• **Exercices à faire**
(a) Résumez en deux phrases le récit sur le match de l'AEK Athènes.
(b) Traduisez en anglais cette phrase du récit sur le match de l'AEK Athènes : « Cela fait maintenant quatre jours que le pays vit à l’heure des incendies criminels qui ravagent le Péloponnèse et l’île d’Eubée, au nord d’Athènes. »
(c) Poursuivez le récit sur le match de l'AEK Athènes après sa dernière phrase, s'il vous plaît.

Une rencontre pas comme les autres…

Athènes, mardi 28 août, à peine 7h00 du matin. Je suis réveillé péniblement par la télévision hurlante d’un voisin – probablement à moitié sourd – de l’immeuble d’en face.

Cela fait maintenant quatre jours que le pays vit à l’heure des incendies criminels qui ravagent le Péloponnèse et l’île d’Eubée, au nord d’Athènes. Véritable tragédie nationale – la piste terroriste est explicitement évoquée – ces événements suscitent de nombreuses questions et débats, quant à leur origine d’abord, mais aussi sur la réelle carence des moyens à disposition  pour faire face à la catastrophe. Le pays entier est suspendu à son poste, les différentes chaînes diffusent en boucle des images apocalyptiques de paysages calcinés et de villages en feu, contre lequel les gens se battent le plus souvent avec des moyens rudimentaires. Déjà plus de 60 morts.Dans ce climat consternant de désolation, comment s’intéresser encore à l’actualité sportive, à la rencontre qui doit opposer ce soir au stade olympique l’AEK Athènes au FC Séville pour le compte du troisième tour qualificatif de la Ligue des Champions ? Alors que la première journée du championnat grec a été repoussée à une date non encore définie, la confrontation est pourtant bel et bien agendée malgré la demande des dirigeants grecs de la repousser, des émissaires de l’UEFA ayant conclu après examen que les environs directs du stade ne pouvaient être menacés par d’éventuels départs de feux… Mais n’auraient-ils pas dû surtout prendre en considération le facteur humain, le fait que certains joueurs de l’AEK sont directement concernés par les événements, à l’image du capitaine Nikos Lyberopoulos, originaire d’un village du Péloponnèse en proie aux flammes et qui affirme dans la presse du jour son désir de rejoindre les siens plutôt que de jouer ce soir ?


Incendies ravageant le Péloponnèse

Qui plus est, si l’on songe que le FC Séville fait face de son côté à une situation tout aussi tragique (peut être même davantage parce que concernant toute l’équipe) – son défenseur Antonio Puerta étant actuellement entre la vie et la mort après avoir été victime d’une attaque cardiaque lors du match contre Getafe ce week-end – on est en droit de se demander si la décision de l’instance européenne de faire se tenir malgré tout la rencontre est judicieuse.
Toutefois, il est juste aussi de penser que la vie se doit de prendre le dessus, ne serait-ce que pour tenter de damer le pion à ceux qui s’évertuent à l’annihiler. C’est ce qui m’a poussé tout à l’heure à acheter mon billet quand je suis passé par hasard devant la boutique de l’AEK, rue Aiolou, mon regard ayant été attiré par le contraste saisissant des deux couleurs de l’AEK, le jaune et le noir, omniprésents dans la vitrine. A l’intérieur, des gamins hyper excités suppliaient leurs parents de leur acheter les derniers exemplaires à disposition du maillot sacré d’entre tous, celui de Rivaldo, transféré cet été de l’équipe rivale, l’Olympiakos. Puisse cette image de ferveur et d’insouciance juvénile – pensais-je – donner le ton à cette rencontre qui se doit de transcender la douleur qui unit les deux équipes.

• **Matériel fourni**
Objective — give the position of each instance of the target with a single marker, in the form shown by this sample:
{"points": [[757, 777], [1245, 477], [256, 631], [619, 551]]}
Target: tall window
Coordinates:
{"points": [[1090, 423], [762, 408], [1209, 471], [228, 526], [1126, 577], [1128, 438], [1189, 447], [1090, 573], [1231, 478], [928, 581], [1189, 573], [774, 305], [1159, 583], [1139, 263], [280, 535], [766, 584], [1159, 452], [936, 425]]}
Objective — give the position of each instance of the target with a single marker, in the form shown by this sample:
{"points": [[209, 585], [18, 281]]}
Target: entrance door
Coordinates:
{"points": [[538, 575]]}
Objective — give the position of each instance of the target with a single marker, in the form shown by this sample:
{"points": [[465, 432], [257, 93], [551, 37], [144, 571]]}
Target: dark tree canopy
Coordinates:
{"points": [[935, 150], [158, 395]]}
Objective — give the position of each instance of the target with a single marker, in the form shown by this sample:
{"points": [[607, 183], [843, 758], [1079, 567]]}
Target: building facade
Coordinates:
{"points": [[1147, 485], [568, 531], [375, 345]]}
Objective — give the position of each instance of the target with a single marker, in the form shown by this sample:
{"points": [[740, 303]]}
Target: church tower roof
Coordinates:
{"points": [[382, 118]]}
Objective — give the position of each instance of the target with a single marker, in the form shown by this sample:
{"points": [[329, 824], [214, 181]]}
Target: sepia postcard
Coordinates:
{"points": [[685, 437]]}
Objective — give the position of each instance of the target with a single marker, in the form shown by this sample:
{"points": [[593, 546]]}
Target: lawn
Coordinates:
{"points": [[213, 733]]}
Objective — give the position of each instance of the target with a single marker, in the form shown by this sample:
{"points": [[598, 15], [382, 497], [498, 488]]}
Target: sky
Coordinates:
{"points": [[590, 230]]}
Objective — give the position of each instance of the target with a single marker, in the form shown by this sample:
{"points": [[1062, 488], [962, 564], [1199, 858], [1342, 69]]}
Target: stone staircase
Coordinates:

• **Les résultats**
(a) À Athènes, alors que des incendies criminels ravagent le Péloponnèse et l'île d'Eubée et ont déjà fait plus de 60 morts, l'UEFA maintient la rencontre de Ligue des Champions entre l'AEK Athènes et le FC Séville malgré la demande des dirigeants grecs de la repousser. Le récit met en doute cette décision, les deux équipes étant frappées par le drame, puis relate l'achat d'un billet dans l'idée que la vie doit prendre le dessus.

(b) For four days now, the country has been living to the rhythm of the arson fires ravaging the Peloponnese and the island of Euboea, north of Athens.

(c)
Les deux couleurs de l’AEK : jaune et noir

L’AEK n’est-elle d’ailleurs pas le symbole même de cette volonté de reconstruction, l’équipe s’étant constituée à partir d’un événement douloureux lorsque des membres de la population grecque chassée de Constantinople et immigrée dans le quartier de Nea Filadelfia, au nord-ouest d’Athènes, décidèrent de fonder en 1924 une équipe de football, comme pour marquer leur volonté de faire naître quelque chose d’une expérience néfaste, pour jeter en quelque façon un sort à la mort ?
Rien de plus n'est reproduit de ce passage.